⟨

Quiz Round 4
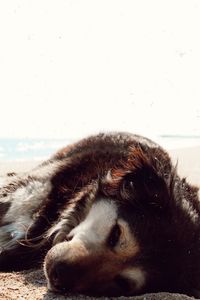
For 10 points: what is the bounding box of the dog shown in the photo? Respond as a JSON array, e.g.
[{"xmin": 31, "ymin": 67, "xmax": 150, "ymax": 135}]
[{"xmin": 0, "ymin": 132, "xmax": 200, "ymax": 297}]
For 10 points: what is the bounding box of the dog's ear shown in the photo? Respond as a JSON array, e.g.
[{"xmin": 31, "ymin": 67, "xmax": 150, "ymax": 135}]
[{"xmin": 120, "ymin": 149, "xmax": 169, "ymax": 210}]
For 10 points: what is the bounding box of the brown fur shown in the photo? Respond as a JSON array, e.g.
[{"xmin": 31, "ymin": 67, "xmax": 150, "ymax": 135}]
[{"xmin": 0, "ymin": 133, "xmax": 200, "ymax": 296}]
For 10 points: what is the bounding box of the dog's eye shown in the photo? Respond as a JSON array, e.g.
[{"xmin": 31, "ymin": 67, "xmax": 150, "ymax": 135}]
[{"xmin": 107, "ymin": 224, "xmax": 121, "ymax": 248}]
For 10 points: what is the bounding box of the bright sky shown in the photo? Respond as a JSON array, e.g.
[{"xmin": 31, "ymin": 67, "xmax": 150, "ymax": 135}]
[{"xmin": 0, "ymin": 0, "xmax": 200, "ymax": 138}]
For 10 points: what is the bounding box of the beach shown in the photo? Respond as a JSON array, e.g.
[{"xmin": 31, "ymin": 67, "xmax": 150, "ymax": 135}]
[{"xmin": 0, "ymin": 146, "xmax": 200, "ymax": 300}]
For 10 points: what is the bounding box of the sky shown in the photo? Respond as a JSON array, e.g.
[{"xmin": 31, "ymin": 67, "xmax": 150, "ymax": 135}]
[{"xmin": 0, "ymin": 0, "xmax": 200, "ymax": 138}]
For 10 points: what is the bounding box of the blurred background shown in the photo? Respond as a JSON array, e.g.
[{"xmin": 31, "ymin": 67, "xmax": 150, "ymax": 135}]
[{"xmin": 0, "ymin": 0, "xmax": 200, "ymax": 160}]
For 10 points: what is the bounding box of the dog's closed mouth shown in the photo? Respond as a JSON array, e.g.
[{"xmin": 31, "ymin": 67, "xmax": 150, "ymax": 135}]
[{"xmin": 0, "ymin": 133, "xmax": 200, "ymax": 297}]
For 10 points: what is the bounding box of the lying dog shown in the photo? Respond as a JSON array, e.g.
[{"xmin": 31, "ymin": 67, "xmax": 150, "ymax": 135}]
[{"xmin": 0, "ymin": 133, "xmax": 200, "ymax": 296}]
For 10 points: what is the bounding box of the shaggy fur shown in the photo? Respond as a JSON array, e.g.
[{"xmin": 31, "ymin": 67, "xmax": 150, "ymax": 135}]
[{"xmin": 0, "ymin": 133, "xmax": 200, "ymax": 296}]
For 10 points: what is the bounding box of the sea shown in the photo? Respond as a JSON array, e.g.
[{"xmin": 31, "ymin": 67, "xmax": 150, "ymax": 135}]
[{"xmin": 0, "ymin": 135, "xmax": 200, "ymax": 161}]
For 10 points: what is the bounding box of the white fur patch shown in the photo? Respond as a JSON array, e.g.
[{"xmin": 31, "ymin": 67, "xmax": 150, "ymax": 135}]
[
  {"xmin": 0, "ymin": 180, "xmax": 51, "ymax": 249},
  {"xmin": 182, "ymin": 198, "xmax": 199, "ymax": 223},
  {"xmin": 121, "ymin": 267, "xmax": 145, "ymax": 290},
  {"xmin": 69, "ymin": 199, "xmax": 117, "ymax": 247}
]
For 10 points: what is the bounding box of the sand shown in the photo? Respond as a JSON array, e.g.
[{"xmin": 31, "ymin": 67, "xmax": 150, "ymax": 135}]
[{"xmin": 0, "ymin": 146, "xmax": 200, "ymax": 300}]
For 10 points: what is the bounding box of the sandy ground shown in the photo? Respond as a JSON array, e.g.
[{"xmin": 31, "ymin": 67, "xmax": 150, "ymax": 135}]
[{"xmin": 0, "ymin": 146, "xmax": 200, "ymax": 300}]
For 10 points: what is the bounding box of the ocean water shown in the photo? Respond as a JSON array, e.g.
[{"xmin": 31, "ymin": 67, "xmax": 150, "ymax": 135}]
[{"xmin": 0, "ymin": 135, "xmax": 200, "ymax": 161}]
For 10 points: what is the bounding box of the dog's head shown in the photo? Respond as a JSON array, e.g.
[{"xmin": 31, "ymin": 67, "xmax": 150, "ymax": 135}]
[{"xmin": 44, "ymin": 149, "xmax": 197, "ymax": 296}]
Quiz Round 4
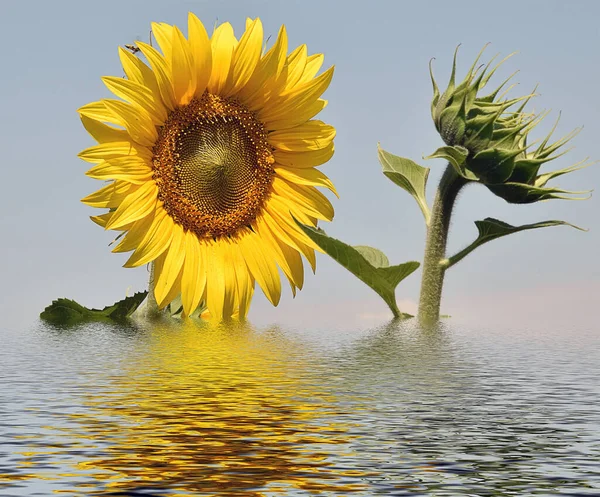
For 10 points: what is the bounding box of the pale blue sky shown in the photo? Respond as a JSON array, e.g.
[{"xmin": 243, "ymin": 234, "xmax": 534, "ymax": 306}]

⟩

→ **TASK OBJECTIVE**
Copy every one of the records above word for word, but leave out the pictures.

→ **COMPLETE RESPONSE**
Quiz Round 4
For 10 points: what is the bounding box of the dog shown in the photo? Respond as a JSON array, e.g.
[{"xmin": 31, "ymin": 67, "xmax": 150, "ymax": 135}]
[{"xmin": 0, "ymin": 132, "xmax": 200, "ymax": 297}]
For 10 points: what is the bounding box of the dog's ear shown in the photo? Respond as a JSON array, e.g.
[{"xmin": 31, "ymin": 67, "xmax": 150, "ymax": 135}]
[{"xmin": 120, "ymin": 149, "xmax": 169, "ymax": 210}]
For 10 points: what is the bounding box of the brown fur shown in the photo? Respond as a JSON array, e.g.
[{"xmin": 31, "ymin": 67, "xmax": 150, "ymax": 135}]
[{"xmin": 0, "ymin": 133, "xmax": 200, "ymax": 296}]
For 10 points: what is the bounding box of the dog's eye shown in the photo? Respond as a JSON array, e.g.
[{"xmin": 31, "ymin": 67, "xmax": 150, "ymax": 135}]
[{"xmin": 107, "ymin": 224, "xmax": 121, "ymax": 248}]
For 10 points: what is the bounding box of the bright sky shown in the photo? Respond as a JSON array, e.g.
[{"xmin": 31, "ymin": 67, "xmax": 150, "ymax": 135}]
[{"xmin": 0, "ymin": 0, "xmax": 200, "ymax": 138}]
For 10 points: what is the bounding box of the beach shown in the photo? Respond as a JSON array, e.g.
[{"xmin": 31, "ymin": 67, "xmax": 150, "ymax": 135}]
[{"xmin": 0, "ymin": 146, "xmax": 200, "ymax": 300}]
For 10 points: what is the bounding box of the sky shown in the photo? Respond as a JSON array, e.g.
[{"xmin": 31, "ymin": 67, "xmax": 150, "ymax": 135}]
[{"xmin": 0, "ymin": 0, "xmax": 200, "ymax": 138}]
For 10 points: what is the bounding box of the blurred background shown in the photo? Respond as a JSON array, e.g.
[{"xmin": 31, "ymin": 67, "xmax": 150, "ymax": 135}]
[{"xmin": 0, "ymin": 0, "xmax": 200, "ymax": 160}]
For 10 points: what is the bounding box of the dog's closed mouth shown in the photo? Respond as a JSON array, e.g.
[{"xmin": 31, "ymin": 67, "xmax": 150, "ymax": 135}]
[{"xmin": 0, "ymin": 133, "xmax": 200, "ymax": 297}]
For 10 points: what is the bounding box of the lying dog shown in the photo? Respond as a JSON array, e.g.
[{"xmin": 31, "ymin": 67, "xmax": 150, "ymax": 135}]
[{"xmin": 0, "ymin": 133, "xmax": 200, "ymax": 296}]
For 10 points: what is the bounding box of the shaggy fur shown in the photo? Respond as a JSON array, e.g.
[{"xmin": 31, "ymin": 67, "xmax": 150, "ymax": 135}]
[{"xmin": 0, "ymin": 133, "xmax": 200, "ymax": 296}]
For 10 points: what is the bounding box of the sea shown in the photo? Respond as a JSON array, e.g.
[{"xmin": 31, "ymin": 67, "xmax": 150, "ymax": 135}]
[{"xmin": 0, "ymin": 135, "xmax": 200, "ymax": 161}]
For 10 points: what is the bounding box of the white fur patch shown in the photo? Respond as a JSON array, e.g.
[{"xmin": 31, "ymin": 67, "xmax": 150, "ymax": 135}]
[
  {"xmin": 0, "ymin": 180, "xmax": 51, "ymax": 249},
  {"xmin": 182, "ymin": 198, "xmax": 199, "ymax": 223},
  {"xmin": 121, "ymin": 267, "xmax": 145, "ymax": 290},
  {"xmin": 69, "ymin": 199, "xmax": 117, "ymax": 247}
]
For 10 points: what is the bounding box of the sand shown in the photo? Respond as a JSON array, e.g.
[{"xmin": 31, "ymin": 67, "xmax": 150, "ymax": 135}]
[{"xmin": 0, "ymin": 146, "xmax": 200, "ymax": 300}]
For 10 points: what is the bounding box of the sandy ground shown in the photo? Respond as a JSON array, e.g.
[{"xmin": 31, "ymin": 67, "xmax": 150, "ymax": 135}]
[{"xmin": 0, "ymin": 146, "xmax": 200, "ymax": 300}]
For 10 points: what is the bounding box of the ocean water shown in the photo? Respond as a JSON array, e.g.
[{"xmin": 31, "ymin": 67, "xmax": 150, "ymax": 135}]
[{"xmin": 0, "ymin": 135, "xmax": 200, "ymax": 161}]
For 10 points: what is the bounding box of the dog's head shown in the photo? Respond as a JSON array, e.g.
[{"xmin": 31, "ymin": 67, "xmax": 150, "ymax": 135}]
[{"xmin": 44, "ymin": 149, "xmax": 197, "ymax": 296}]
Quiz Round 4
For 10 points: what is the bounding box of the pale blue sky shown in the photo? Respond as a JSON array, e.g.
[{"xmin": 243, "ymin": 234, "xmax": 534, "ymax": 306}]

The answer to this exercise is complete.